DESCRIPTION OF THE TASK: Among the records below, determine how many lines have the word "chair" in them; output only the number.

Items from a dataset:
##############################
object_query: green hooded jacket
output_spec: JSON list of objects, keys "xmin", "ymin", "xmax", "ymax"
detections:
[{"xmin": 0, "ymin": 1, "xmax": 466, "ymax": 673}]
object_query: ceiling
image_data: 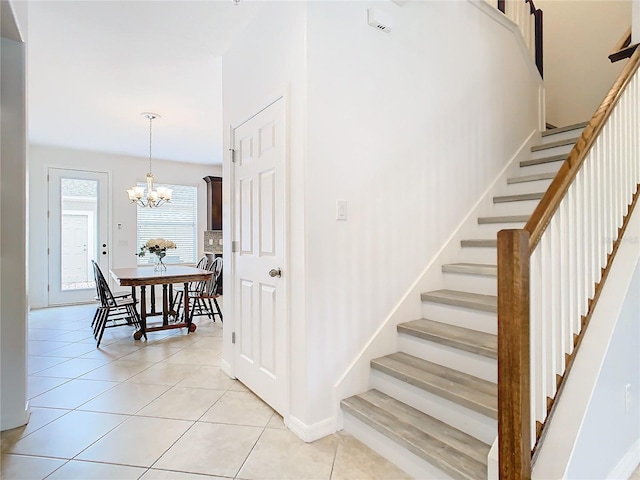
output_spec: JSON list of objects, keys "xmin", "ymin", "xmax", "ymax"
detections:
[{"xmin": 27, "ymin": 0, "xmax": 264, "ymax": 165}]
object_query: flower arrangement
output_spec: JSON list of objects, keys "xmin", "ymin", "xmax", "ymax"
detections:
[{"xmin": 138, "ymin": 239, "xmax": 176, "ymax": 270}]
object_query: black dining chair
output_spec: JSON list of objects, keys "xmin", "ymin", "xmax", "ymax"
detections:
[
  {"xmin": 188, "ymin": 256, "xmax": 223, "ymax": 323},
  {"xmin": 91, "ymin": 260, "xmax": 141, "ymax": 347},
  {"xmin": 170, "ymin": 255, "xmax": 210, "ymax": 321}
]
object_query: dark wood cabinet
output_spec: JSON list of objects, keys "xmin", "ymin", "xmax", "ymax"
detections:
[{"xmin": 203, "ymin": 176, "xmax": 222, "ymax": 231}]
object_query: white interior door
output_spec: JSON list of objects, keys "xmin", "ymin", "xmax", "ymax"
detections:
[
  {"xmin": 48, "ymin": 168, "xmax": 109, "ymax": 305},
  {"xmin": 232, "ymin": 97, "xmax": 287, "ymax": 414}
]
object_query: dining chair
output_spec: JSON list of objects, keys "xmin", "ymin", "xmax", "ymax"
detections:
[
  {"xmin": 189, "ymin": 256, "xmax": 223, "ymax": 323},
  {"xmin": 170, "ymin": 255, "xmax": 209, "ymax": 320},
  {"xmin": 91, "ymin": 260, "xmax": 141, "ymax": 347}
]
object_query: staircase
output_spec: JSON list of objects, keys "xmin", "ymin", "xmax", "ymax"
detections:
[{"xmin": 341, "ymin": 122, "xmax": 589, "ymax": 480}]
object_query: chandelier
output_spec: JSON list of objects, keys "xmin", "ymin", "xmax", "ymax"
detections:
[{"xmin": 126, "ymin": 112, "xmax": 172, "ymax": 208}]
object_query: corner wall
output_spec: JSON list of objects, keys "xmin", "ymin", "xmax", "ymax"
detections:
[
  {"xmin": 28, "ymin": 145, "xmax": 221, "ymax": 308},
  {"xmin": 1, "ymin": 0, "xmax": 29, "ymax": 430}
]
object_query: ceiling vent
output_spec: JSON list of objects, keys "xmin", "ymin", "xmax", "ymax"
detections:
##############################
SOLUTION TO THIS TASK: 2